─── Documento

Os contrastes da Quinta-Feira Santa

“Será que vai ter Gloria”? Eu me perguntava enquanto o coral entoava o Kyrie da Missa de hoje, Missa da Quinta-Feira Santa celebrada segundo as rubricas de 1962. Era a primeira vez que eu assistia ao Sagrado Tríduo celebrado na Forma Extraordinária do Rito Romano. A Missa do Lava-Pés, a Nova, sei-lo bem, tem Glória sim; o último Glória antes do da Vigília Pascal.

Lembro-me deste Glória em específico por conta da Paróquia da Torre: é apenas após ele que os instrumentos, todos, emudecem, e os cânticos populares serão conduzidos pela voz dos cantores somente — até a Missa de Aleluia. A mudança do barulho para a sobriedade é notória; o contraste chega a ser chocante. Já o disse outras vezes, creio, que a música litúrgica não é lá o ponto forte daquela paróquia querida, onde me crismei e onde fui por anos catequista: mas, de todas as celebrações do ano, as da Semana Santa — mais especificamente as do Tríduo Santo — eram primorosas. Era o Glória que marcava tudo: era a passagem da alegria para a tristeza, dos Ramos para o Tríduo, da Ceia para a Paixão.

──────
─── Dados fornecidos

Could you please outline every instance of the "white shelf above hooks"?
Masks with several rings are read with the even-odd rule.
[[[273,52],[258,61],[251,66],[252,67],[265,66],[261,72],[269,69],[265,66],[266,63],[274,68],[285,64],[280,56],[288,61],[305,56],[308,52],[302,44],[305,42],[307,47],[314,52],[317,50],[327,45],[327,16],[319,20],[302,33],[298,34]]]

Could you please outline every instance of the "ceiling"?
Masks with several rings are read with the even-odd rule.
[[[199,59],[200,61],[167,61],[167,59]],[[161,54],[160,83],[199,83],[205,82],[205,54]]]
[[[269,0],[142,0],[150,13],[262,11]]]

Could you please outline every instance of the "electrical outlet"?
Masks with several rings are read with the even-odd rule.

──────

- [A fazer]
1. No documento sobre a Quinta-Feira Santa, reescreva de forma mais curta o parágrafo que começa com “Lembro-me deste Glória em específico”, preservando os fatos principais.
2. Transcreva, sem nenhuma alteração e linha por linha, todos os registros dados acima, do primeiro ao último.

- [Respostas em ordem]
1. Lembro-me desse Glória por causa da Paróquia da Torre, onde me crismei e fui catequista por anos: só depois dele todos os instrumentos se calam, e os cânticos passam a ser conduzidos apenas pela voz dos cantores até a Missa de Aleluia, num contraste chocante entre barulho e sobriedade. A música litúrgica não é o ponto forte da paróquia, mas as celebrações da Semana Santa, sobretudo as do Tríduo, eram primorosas. O Glória marcava a passagem da alegria para a tristeza, dos Ramos para o Tríduo, da Ceia para a Paixão.

2.
Could you please outline every instance of the "white shelf above hooks"?
Masks with several rings are read with the even-odd rule.
[[[273,52],[258,61],[251,66],[252,67],[265,66],[261,72],[269,69],[265,66],[266,63],[274,68],[285,64],[280,56],[288,61],[305,56],[308,52],[302,44],[305,42],[307,47],[314,52],[317,50],[327,45],[327,16],[319,20],[302,33],[298,34]]]

Could you please outline every instance of the "ceiling"?
Masks with several rings are read with the even-odd rule.
[[[199,59],[200,61],[167,61],[167,59]],[[161,54],[160,83],[199,83],[205,82],[205,54]]]
[[[269,0],[142,0],[150,13],[262,11]]]

Could you please outline every instance of the "electrical outlet"?
Masks with several rings are read with the even-odd rule.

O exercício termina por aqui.